*What is needed:* Pictures don't belong in the copy. Set down the lines from the one containing "Each instance receives one keypoint. Mark the gray" through the last line, exactly as they are.

*Raw records:*
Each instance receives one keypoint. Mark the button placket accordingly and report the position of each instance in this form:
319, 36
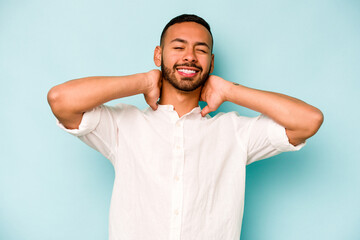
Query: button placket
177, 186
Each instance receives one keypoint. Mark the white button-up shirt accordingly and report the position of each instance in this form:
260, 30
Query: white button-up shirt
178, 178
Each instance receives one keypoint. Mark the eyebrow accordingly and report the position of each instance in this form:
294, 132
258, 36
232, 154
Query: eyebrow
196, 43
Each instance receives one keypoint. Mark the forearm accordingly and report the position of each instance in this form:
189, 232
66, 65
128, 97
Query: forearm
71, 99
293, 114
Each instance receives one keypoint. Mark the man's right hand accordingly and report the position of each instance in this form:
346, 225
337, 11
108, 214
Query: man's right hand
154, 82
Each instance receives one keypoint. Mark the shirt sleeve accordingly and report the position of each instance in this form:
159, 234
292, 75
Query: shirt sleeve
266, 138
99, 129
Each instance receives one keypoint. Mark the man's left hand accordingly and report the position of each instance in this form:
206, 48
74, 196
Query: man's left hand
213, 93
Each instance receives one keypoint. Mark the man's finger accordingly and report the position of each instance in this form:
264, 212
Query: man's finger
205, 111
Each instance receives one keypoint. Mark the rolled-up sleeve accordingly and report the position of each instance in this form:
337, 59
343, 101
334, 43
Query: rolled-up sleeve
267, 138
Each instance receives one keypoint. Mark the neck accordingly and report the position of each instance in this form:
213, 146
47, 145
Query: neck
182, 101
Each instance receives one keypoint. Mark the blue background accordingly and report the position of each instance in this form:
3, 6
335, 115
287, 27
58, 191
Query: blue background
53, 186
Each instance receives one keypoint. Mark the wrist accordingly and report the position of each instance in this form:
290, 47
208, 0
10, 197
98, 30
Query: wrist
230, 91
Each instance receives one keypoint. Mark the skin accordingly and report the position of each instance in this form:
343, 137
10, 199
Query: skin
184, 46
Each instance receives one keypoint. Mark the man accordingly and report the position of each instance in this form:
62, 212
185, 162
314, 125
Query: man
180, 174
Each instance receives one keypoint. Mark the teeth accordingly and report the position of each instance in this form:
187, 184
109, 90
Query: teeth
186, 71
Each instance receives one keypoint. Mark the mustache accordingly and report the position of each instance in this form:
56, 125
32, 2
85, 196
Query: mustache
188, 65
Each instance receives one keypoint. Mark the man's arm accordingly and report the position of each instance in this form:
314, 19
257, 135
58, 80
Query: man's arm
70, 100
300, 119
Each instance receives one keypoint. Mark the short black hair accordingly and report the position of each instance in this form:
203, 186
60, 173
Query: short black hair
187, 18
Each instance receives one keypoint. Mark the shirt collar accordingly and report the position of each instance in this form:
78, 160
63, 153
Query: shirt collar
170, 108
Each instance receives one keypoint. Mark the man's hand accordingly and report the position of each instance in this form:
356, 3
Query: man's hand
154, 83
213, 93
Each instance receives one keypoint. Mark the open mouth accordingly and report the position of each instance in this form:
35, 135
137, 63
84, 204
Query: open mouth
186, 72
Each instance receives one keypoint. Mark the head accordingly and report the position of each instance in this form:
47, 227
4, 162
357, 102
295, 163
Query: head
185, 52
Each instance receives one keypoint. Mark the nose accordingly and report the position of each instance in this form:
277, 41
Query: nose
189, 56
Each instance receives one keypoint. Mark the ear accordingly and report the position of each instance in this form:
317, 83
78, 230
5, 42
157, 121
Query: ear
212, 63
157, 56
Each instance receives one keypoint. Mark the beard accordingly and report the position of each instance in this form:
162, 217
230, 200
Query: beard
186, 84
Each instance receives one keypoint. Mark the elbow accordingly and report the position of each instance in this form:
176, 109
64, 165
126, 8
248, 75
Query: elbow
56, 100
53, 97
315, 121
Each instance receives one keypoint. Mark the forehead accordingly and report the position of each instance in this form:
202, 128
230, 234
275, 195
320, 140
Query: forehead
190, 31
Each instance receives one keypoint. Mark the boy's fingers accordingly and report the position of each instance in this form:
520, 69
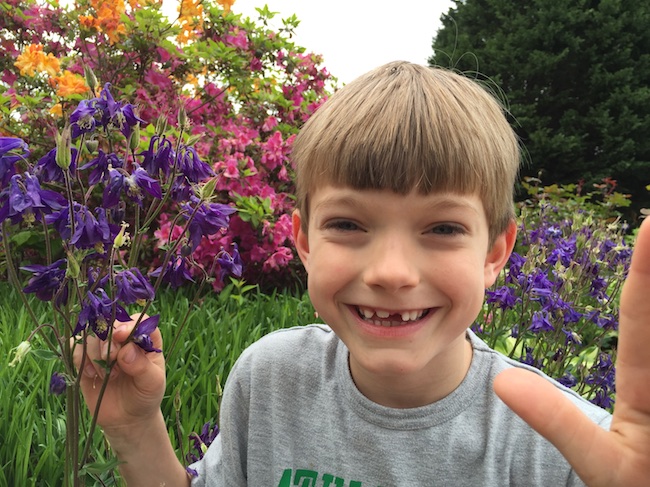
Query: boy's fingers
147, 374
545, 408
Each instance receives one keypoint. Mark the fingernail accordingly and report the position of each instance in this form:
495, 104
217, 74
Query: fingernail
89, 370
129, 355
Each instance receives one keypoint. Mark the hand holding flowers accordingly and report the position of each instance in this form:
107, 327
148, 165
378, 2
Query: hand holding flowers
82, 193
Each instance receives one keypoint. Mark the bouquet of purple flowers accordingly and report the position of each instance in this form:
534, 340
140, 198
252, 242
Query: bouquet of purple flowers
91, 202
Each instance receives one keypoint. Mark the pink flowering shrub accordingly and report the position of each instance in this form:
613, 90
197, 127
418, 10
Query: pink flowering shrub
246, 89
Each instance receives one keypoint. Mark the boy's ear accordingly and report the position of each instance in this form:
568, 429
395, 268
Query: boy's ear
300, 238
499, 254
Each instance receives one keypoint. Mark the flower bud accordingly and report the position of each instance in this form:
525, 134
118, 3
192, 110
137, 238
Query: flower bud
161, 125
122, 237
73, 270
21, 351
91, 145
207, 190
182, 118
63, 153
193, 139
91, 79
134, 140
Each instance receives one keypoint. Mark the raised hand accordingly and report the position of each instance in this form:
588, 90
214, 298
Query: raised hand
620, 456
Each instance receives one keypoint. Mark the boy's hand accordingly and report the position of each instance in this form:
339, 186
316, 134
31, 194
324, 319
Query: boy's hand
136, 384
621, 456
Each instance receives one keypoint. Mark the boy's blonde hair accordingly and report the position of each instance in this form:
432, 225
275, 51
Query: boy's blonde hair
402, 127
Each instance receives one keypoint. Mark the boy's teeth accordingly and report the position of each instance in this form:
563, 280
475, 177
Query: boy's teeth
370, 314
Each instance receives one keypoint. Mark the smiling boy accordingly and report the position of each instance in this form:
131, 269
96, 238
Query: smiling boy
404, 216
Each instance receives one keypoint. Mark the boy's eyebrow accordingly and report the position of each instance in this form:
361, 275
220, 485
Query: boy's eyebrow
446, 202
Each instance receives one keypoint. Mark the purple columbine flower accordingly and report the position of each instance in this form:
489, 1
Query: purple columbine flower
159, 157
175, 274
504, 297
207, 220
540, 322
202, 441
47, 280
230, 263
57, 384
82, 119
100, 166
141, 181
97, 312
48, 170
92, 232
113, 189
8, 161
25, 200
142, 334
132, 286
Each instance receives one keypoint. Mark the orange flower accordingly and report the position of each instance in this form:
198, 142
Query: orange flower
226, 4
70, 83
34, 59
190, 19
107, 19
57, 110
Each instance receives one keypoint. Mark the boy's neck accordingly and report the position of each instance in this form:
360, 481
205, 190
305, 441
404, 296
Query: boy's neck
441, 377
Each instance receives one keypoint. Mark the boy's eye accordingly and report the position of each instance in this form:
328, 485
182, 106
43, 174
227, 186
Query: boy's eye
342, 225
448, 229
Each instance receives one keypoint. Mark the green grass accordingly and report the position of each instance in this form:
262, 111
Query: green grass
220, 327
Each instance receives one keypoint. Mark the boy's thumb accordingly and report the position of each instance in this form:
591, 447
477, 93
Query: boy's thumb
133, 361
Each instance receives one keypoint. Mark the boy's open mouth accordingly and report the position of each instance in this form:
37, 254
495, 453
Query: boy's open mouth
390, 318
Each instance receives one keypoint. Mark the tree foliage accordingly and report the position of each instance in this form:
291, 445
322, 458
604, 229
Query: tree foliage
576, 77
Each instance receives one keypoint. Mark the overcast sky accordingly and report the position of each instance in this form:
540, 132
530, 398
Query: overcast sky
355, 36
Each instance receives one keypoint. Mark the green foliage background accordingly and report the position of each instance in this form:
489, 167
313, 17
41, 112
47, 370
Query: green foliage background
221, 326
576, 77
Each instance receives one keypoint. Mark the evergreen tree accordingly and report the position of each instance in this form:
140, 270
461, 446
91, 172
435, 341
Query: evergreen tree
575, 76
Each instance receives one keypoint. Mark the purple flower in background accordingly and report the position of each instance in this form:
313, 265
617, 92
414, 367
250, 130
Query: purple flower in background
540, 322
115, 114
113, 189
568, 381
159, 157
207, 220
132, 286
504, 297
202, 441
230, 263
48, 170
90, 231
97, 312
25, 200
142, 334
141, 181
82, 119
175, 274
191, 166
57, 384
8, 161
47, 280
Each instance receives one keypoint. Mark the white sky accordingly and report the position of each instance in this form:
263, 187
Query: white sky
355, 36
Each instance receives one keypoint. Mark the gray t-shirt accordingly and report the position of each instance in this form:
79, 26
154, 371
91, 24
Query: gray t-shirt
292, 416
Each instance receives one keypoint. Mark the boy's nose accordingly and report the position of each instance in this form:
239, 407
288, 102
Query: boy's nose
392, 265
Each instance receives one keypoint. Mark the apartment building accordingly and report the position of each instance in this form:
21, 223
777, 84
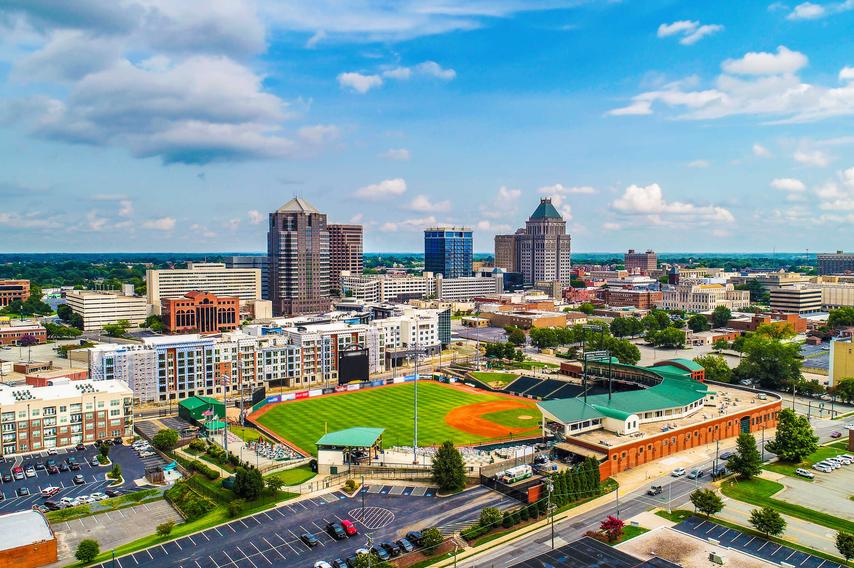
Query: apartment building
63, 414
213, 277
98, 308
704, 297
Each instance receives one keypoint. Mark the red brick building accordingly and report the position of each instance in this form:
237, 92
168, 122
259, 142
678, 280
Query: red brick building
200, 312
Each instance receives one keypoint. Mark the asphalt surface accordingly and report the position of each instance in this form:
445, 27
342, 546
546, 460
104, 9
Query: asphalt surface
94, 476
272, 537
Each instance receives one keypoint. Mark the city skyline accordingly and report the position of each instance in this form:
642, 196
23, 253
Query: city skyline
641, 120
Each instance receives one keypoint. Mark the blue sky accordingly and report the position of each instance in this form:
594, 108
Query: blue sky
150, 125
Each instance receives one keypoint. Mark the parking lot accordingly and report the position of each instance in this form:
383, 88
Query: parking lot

*Response to this exercise:*
Each instance receives one keypoint. Mark the gray t-shirt accordingly and report the position of each instance in this form:
79, 26
154, 371
91, 24
Query: gray t-shirt
292, 416
Each instance receives one keypoint. Mark the boy's nose accordingly and report the position of each instance in this form:
239, 407
288, 102
Query: boy's nose
392, 265
Each instance receives one keypoint. Mark the apartment building accordingly and report the position of each instance in this form:
21, 223
777, 84
Query: apartment building
63, 414
213, 277
98, 308
704, 297
Each instance receives one keypoint. Mark the red brick building accordingly and report the position of each instance in this form:
237, 92
168, 122
259, 142
678, 280
Query: red brick building
200, 312
Each instance receives one keypoint. Mark the asphalt surface accordingly and report the position of each instance in this form:
445, 27
342, 546
546, 460
104, 9
Query: asphalt surface
94, 476
272, 537
Each instance receives one keypoint. Mark the city skyline accordingly and report the position of each instance in this form:
642, 196
23, 253
Query: city skyline
641, 120
Each instance receives one keypoint. Mark the blue sky accordingly and report the position of each instance in this form:
594, 108
Query: blue sky
150, 125
Each instance receives one keypoint. Mark the parking lot accordingly and report the position of each instance in this form:
383, 88
Query: parking lot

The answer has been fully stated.